= How to complete this task =
Only one portion of the data is to be written out: from the line bearing "Target: archway" through the line bearing "pin: nail head". Write it exactly as it appears.

BEGIN Exercise input

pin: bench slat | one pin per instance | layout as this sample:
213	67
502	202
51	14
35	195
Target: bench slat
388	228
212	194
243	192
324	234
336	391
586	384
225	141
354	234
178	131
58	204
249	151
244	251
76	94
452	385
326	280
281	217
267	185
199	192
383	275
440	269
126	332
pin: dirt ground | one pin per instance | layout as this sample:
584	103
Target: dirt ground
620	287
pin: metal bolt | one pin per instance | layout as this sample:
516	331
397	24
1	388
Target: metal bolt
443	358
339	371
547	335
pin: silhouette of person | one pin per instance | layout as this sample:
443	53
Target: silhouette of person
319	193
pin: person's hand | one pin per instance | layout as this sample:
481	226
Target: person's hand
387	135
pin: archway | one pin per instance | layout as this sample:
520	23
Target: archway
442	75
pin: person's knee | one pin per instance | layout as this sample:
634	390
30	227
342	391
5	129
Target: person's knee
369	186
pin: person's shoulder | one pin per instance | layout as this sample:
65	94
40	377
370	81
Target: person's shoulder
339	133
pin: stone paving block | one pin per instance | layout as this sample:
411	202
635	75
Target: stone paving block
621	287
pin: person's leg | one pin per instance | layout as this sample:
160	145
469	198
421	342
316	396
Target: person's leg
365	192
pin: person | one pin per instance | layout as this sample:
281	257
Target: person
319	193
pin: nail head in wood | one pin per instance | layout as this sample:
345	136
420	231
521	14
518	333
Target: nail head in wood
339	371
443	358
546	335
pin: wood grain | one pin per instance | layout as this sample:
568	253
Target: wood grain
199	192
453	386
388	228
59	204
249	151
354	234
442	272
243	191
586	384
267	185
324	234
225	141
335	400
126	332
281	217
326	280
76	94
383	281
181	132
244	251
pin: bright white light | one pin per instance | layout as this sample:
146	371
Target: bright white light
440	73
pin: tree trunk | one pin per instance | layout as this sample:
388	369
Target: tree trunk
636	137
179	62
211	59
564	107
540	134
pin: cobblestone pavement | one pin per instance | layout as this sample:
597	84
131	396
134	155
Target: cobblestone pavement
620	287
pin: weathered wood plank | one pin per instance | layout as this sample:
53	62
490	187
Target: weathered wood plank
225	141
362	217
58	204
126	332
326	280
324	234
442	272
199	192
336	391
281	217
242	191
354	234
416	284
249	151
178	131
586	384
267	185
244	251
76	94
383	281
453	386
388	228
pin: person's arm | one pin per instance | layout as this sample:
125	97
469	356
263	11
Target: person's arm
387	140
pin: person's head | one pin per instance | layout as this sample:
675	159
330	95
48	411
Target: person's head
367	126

END Exercise input
BEGIN Exercise input

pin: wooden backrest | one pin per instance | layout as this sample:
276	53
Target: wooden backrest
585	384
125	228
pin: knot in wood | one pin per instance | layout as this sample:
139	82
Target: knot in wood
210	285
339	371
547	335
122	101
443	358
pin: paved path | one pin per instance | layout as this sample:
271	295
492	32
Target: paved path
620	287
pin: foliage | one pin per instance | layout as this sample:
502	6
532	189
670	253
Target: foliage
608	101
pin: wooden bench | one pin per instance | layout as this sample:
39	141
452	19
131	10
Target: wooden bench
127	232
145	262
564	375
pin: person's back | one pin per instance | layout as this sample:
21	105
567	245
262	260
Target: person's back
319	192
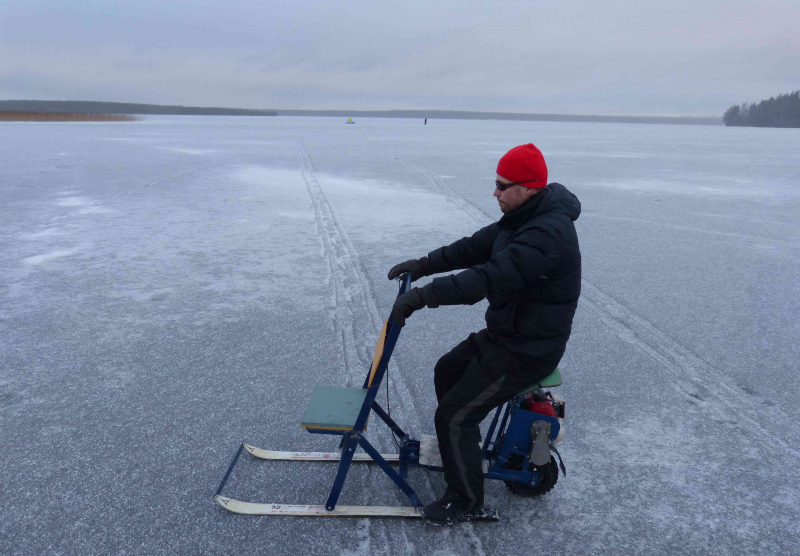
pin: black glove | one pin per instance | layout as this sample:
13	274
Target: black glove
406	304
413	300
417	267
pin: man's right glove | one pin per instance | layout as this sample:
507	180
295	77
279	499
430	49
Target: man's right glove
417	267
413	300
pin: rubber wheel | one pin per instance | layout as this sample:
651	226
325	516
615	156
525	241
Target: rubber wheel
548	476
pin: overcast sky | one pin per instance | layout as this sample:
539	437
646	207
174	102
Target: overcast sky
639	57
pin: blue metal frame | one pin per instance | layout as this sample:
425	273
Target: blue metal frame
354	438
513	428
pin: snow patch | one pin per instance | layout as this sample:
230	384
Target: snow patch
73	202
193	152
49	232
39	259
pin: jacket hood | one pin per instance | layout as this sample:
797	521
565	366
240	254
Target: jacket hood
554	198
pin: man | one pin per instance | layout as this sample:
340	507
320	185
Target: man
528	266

END Exercise input

= Result below =
Target: archway
442	75
pin: person's knee | one pin per instance | layout as this sample:
634	390
30	227
342	391
5	129
Target: person's knee
369	186
pin: person's shoulder | one pin per instance | layout as this sample:
65	94
40	377
370	81
Target: person's shoulder
339	133
pin: stone paving block | one pin per instance | layout as this sample:
411	202
635	75
Target: stone paving block
621	287
pin: person's leg | one pin per instance | layout as this sample:
160	145
469	198
421	342
316	396
Target: person's leg
365	192
pin: person | one pin per instance | layout as this sample:
281	257
Target: person
319	193
pin: nail head in wood | one pin per instance | layout as this sample:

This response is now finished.